[PROBLEM REQUIREMENTS]: When you find the word "floor" in a line of the entries, please copy the whole line.

START INPUT MATERIAL

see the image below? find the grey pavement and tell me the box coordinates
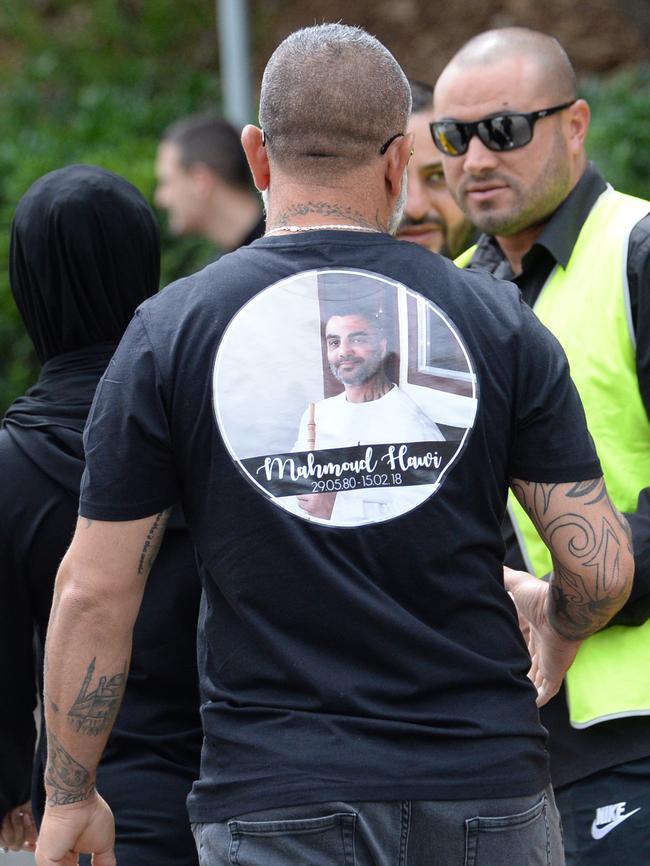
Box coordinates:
[2,852,34,864]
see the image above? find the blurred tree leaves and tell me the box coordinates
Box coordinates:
[0,0,220,411]
[584,65,650,200]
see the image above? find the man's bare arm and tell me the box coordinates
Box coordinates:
[506,478,634,706]
[36,509,170,865]
[510,478,634,639]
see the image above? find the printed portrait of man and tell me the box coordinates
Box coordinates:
[293,300,446,522]
[213,269,478,528]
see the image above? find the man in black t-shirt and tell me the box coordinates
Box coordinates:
[36,24,634,866]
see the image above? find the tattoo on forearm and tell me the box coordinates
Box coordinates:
[66,657,127,736]
[45,732,92,805]
[511,478,632,639]
[137,508,171,575]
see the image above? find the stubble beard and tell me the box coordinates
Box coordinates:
[459,130,572,238]
[330,347,385,388]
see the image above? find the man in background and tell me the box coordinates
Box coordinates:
[434,26,650,865]
[396,79,474,258]
[155,112,264,250]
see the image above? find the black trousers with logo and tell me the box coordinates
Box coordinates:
[555,755,650,866]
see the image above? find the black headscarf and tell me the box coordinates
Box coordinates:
[3,165,160,492]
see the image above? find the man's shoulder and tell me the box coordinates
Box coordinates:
[391,237,520,301]
[137,244,264,329]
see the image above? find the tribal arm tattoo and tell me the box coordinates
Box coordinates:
[510,478,634,640]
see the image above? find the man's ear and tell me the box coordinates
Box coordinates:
[187,163,219,198]
[384,131,414,199]
[566,98,590,154]
[241,125,270,191]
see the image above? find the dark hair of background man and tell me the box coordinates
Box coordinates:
[162,112,254,192]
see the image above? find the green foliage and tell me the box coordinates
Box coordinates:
[0,0,219,412]
[583,65,650,200]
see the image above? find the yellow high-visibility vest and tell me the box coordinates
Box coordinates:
[457,188,650,727]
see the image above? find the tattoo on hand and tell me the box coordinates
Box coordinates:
[45,732,92,805]
[67,657,126,736]
[511,478,631,639]
[137,508,171,575]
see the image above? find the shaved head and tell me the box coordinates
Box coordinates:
[432,27,589,257]
[259,23,411,179]
[437,28,577,107]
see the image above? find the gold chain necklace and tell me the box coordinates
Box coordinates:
[265,224,381,236]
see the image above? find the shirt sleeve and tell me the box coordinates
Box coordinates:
[508,300,602,483]
[80,312,179,520]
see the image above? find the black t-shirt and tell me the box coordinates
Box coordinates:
[80,231,601,821]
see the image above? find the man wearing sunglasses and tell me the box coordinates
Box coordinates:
[434,26,650,866]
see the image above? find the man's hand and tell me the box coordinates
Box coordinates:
[0,801,37,852]
[36,790,115,866]
[504,565,583,706]
[297,492,336,520]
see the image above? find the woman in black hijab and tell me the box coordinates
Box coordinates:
[0,165,201,864]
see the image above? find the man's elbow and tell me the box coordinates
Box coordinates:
[618,541,635,610]
[51,556,139,630]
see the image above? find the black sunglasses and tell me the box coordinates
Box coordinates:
[429,101,575,156]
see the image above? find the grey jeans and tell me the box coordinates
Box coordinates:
[191,786,565,866]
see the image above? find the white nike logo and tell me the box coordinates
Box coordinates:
[590,807,641,840]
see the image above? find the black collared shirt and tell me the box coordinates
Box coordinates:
[468,162,650,788]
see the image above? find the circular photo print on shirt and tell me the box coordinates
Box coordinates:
[213,268,478,527]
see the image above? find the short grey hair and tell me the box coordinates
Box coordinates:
[259,24,411,176]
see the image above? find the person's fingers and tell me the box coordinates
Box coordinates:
[0,812,13,847]
[90,846,117,866]
[0,808,25,850]
[536,675,561,707]
[22,809,38,849]
[503,566,531,591]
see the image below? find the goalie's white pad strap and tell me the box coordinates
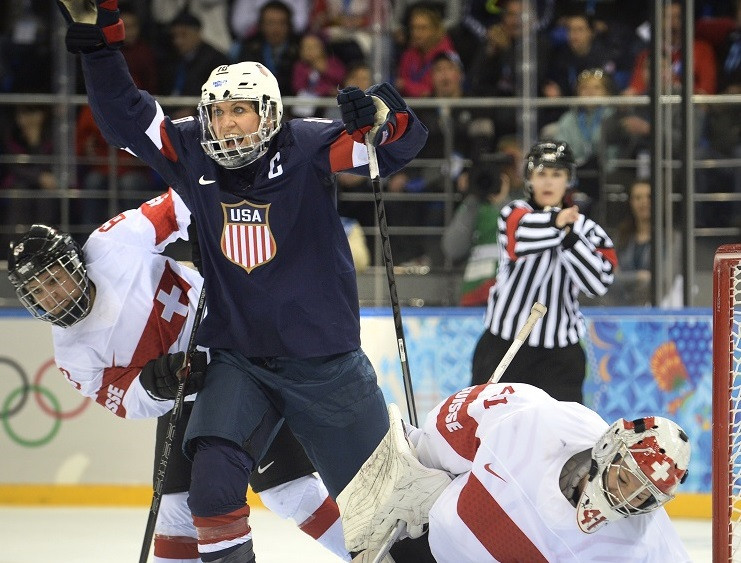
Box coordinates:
[337,404,452,553]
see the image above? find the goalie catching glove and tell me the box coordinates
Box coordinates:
[56,0,125,54]
[337,83,406,146]
[139,351,207,401]
[337,403,452,553]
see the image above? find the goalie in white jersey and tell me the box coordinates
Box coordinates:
[7,189,349,562]
[407,382,692,563]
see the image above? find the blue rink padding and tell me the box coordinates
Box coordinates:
[361,307,713,495]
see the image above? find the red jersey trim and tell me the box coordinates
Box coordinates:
[597,246,618,268]
[458,473,548,562]
[506,208,530,261]
[193,505,251,545]
[298,496,341,539]
[140,189,179,245]
[436,384,486,461]
[329,132,355,173]
[160,122,178,162]
[154,534,199,559]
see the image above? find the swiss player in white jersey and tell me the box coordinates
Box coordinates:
[407,382,692,562]
[7,189,349,562]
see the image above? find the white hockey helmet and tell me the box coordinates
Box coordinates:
[576,416,690,533]
[8,224,92,327]
[198,61,283,169]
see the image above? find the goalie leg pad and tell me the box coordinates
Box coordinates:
[337,404,452,553]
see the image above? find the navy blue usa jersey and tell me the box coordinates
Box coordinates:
[81,50,428,358]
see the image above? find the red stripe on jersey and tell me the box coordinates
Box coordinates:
[154,535,199,559]
[160,121,178,162]
[597,246,618,268]
[329,132,356,172]
[458,473,548,562]
[99,261,192,417]
[506,207,530,261]
[436,384,486,461]
[139,189,179,245]
[298,496,340,539]
[193,505,251,545]
[382,113,410,145]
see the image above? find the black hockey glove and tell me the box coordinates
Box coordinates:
[56,0,125,54]
[337,83,406,146]
[187,222,203,276]
[139,351,207,401]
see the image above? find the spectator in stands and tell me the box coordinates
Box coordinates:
[697,0,741,228]
[310,0,373,64]
[544,68,616,209]
[542,13,620,99]
[395,2,456,97]
[291,33,346,117]
[0,1,53,94]
[331,62,377,241]
[468,0,548,140]
[0,104,59,248]
[441,153,512,306]
[75,106,156,227]
[237,0,301,96]
[624,0,717,95]
[161,10,229,118]
[390,50,485,265]
[612,179,683,307]
[119,5,159,94]
[150,0,232,54]
[231,0,311,40]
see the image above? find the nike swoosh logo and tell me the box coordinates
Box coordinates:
[199,175,216,185]
[256,461,275,474]
[483,463,506,482]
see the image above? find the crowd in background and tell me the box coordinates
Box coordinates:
[0,0,739,305]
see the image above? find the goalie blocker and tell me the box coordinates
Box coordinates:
[337,404,451,558]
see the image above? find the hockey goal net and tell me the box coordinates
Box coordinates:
[714,244,741,562]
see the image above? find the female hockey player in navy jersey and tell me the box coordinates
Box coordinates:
[56,1,429,561]
[7,190,350,562]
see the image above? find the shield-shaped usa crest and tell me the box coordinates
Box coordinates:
[221,201,276,273]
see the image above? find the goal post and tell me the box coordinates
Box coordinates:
[713,244,741,562]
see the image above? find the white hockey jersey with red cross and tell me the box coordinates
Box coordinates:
[53,189,203,419]
[409,382,691,563]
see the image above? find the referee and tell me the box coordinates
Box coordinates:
[470,141,617,403]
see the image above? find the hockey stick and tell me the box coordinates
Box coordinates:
[370,303,548,563]
[364,136,418,563]
[488,302,548,384]
[138,285,207,563]
[365,137,418,427]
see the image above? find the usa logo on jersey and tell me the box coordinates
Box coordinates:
[221,201,276,273]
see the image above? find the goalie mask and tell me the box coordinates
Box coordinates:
[576,416,690,533]
[198,62,283,169]
[524,141,576,193]
[8,225,92,328]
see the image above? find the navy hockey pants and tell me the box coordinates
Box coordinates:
[184,347,389,503]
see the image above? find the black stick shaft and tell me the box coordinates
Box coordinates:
[366,139,418,427]
[138,285,207,563]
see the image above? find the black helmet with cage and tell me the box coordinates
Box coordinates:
[7,224,92,327]
[523,140,577,193]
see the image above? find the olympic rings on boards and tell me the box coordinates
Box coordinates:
[0,357,30,419]
[34,358,89,419]
[2,385,62,447]
[0,355,90,447]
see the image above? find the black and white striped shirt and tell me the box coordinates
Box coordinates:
[484,200,617,348]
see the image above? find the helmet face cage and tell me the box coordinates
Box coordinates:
[524,141,577,194]
[8,226,91,328]
[576,416,690,533]
[198,62,283,169]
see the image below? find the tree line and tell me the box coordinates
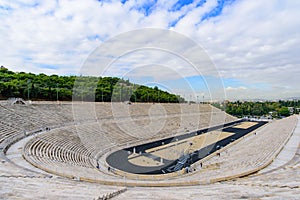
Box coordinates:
[212,100,300,118]
[0,66,184,103]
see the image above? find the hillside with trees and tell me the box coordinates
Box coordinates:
[0,66,184,103]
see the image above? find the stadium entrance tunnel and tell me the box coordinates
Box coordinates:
[106,120,267,175]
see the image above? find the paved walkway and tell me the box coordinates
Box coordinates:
[6,133,53,176]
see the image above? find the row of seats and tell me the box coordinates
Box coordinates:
[1,101,238,184]
[0,125,20,144]
[24,127,94,168]
[0,102,233,134]
[1,101,298,197]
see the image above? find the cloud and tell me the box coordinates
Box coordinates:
[188,1,300,86]
[0,0,299,99]
[226,86,247,91]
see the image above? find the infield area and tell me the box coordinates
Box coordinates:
[106,120,267,174]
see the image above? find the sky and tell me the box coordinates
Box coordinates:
[0,0,299,101]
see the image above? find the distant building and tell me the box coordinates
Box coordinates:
[288,107,294,114]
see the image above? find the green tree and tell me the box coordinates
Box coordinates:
[0,67,185,102]
[278,107,290,117]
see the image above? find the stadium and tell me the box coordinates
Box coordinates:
[1,1,299,199]
[0,99,299,199]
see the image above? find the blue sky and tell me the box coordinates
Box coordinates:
[0,0,300,100]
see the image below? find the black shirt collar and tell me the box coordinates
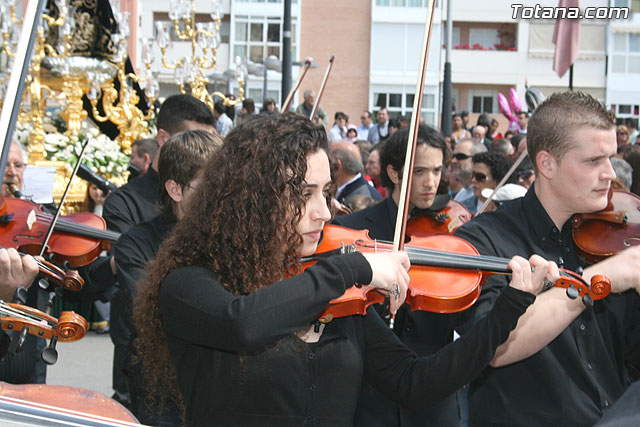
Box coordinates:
[522,186,571,246]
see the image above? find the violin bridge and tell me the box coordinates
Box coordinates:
[27,210,36,231]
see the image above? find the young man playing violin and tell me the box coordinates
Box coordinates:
[333,124,467,427]
[112,129,221,425]
[454,91,640,426]
[133,113,554,426]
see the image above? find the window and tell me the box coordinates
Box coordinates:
[469,28,499,49]
[612,33,640,73]
[611,104,640,118]
[233,15,297,63]
[373,90,436,126]
[468,90,497,114]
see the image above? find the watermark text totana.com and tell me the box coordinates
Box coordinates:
[511,4,629,20]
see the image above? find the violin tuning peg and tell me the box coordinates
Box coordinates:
[43,291,58,316]
[41,336,58,365]
[38,278,51,290]
[582,294,594,308]
[557,257,565,269]
[15,326,29,353]
[566,284,579,300]
[11,286,27,305]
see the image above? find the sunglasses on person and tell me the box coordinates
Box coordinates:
[472,172,489,182]
[517,169,535,181]
[452,153,471,161]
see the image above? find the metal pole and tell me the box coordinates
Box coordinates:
[263,66,268,103]
[0,0,47,180]
[441,0,453,135]
[281,0,292,109]
[569,64,574,91]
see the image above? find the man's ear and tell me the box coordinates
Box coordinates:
[165,179,183,204]
[386,164,400,185]
[536,150,555,179]
[143,153,152,168]
[157,128,171,146]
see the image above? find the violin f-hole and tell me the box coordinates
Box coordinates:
[623,236,640,247]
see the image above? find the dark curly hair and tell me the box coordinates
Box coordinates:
[134,112,329,409]
[472,151,514,184]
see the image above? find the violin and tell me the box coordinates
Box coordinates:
[305,225,611,323]
[0,382,138,425]
[0,195,120,268]
[572,190,640,264]
[407,195,472,236]
[0,300,87,365]
[3,249,84,292]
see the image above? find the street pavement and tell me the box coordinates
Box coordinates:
[46,330,114,398]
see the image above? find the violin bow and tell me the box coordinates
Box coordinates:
[38,138,94,257]
[310,55,335,122]
[280,58,313,113]
[392,0,437,253]
[475,148,528,215]
[0,0,47,180]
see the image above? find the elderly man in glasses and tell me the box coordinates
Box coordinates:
[459,151,512,213]
[2,142,26,198]
[449,138,487,202]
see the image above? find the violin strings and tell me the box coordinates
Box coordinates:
[0,302,52,326]
[25,215,119,242]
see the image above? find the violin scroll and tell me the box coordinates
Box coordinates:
[552,270,611,307]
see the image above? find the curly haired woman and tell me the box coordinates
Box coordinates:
[134,112,554,426]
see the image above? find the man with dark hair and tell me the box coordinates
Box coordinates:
[214,101,233,137]
[236,98,256,126]
[460,110,471,132]
[114,130,222,425]
[334,124,463,427]
[357,110,373,140]
[104,94,215,234]
[624,117,638,143]
[330,141,381,205]
[517,110,529,134]
[454,91,640,426]
[103,94,215,408]
[128,138,158,178]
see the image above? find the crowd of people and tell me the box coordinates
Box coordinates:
[0,90,638,427]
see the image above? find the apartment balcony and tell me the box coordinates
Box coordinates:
[449,48,519,85]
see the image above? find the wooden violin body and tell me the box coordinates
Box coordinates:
[407,199,473,236]
[572,190,640,264]
[308,225,611,323]
[0,382,138,426]
[0,197,119,268]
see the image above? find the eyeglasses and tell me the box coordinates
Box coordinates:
[472,172,489,182]
[452,153,471,161]
[517,169,535,181]
[6,162,25,171]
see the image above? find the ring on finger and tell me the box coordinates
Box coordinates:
[389,282,400,298]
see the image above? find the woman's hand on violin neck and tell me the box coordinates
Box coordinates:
[508,254,559,295]
[0,248,38,301]
[584,245,640,295]
[362,251,410,316]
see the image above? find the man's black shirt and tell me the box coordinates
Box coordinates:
[103,167,159,234]
[333,196,461,427]
[454,187,640,426]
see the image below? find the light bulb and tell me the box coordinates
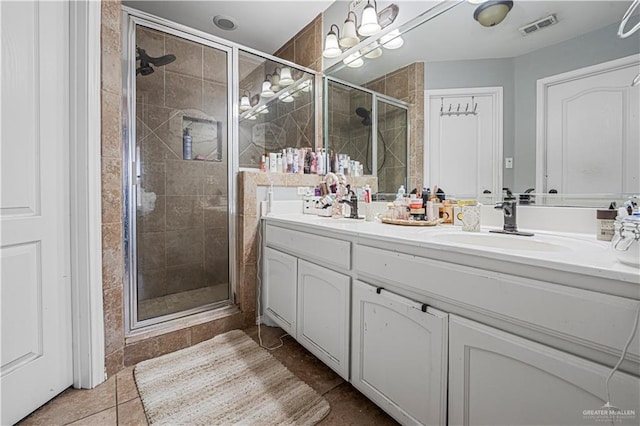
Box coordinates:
[323,28,342,58]
[340,13,360,48]
[363,42,382,59]
[380,29,404,49]
[260,79,274,97]
[239,95,251,112]
[343,53,363,68]
[358,1,381,36]
[279,67,294,86]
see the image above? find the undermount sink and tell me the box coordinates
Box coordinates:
[433,232,572,252]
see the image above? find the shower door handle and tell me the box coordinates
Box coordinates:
[134,146,142,208]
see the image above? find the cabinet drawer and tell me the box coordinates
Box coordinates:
[266,224,350,270]
[355,244,640,365]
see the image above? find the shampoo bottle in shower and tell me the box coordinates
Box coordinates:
[183,128,192,160]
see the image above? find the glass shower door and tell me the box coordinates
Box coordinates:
[376,99,408,194]
[132,24,231,325]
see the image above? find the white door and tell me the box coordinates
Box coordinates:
[540,56,640,194]
[297,259,350,380]
[426,87,503,198]
[263,247,297,337]
[1,1,73,424]
[351,281,448,426]
[449,315,640,426]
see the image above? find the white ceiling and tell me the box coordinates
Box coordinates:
[123,0,335,54]
[329,0,639,84]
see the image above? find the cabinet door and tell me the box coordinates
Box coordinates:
[297,259,350,379]
[449,315,640,426]
[263,247,297,337]
[352,281,448,426]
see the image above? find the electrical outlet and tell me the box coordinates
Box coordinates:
[505,157,513,169]
[297,186,309,196]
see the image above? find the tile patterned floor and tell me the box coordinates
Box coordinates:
[19,325,398,425]
[138,284,229,321]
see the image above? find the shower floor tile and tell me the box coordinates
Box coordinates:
[137,284,229,320]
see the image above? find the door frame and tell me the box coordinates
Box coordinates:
[69,0,105,388]
[424,86,504,196]
[535,54,639,194]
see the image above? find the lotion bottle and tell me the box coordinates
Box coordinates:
[182,128,192,160]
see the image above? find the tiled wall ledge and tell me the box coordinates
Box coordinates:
[237,170,378,324]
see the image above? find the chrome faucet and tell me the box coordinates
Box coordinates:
[490,198,534,236]
[339,190,361,219]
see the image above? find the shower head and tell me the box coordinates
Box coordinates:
[136,47,176,76]
[355,107,372,126]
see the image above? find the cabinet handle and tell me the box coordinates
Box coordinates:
[375,286,430,314]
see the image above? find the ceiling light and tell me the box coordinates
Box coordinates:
[239,91,251,112]
[343,53,364,68]
[474,0,513,27]
[279,67,294,86]
[380,29,404,49]
[212,15,238,31]
[322,24,342,58]
[359,0,381,36]
[363,42,382,59]
[340,12,360,48]
[261,74,275,98]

END INPUT MATERIAL

[FINAL ANSWER]:
see the image above? find the tile patterned floor and tell me the box coordinates
see the image above? find the shower floor tile and tell me the box coordinates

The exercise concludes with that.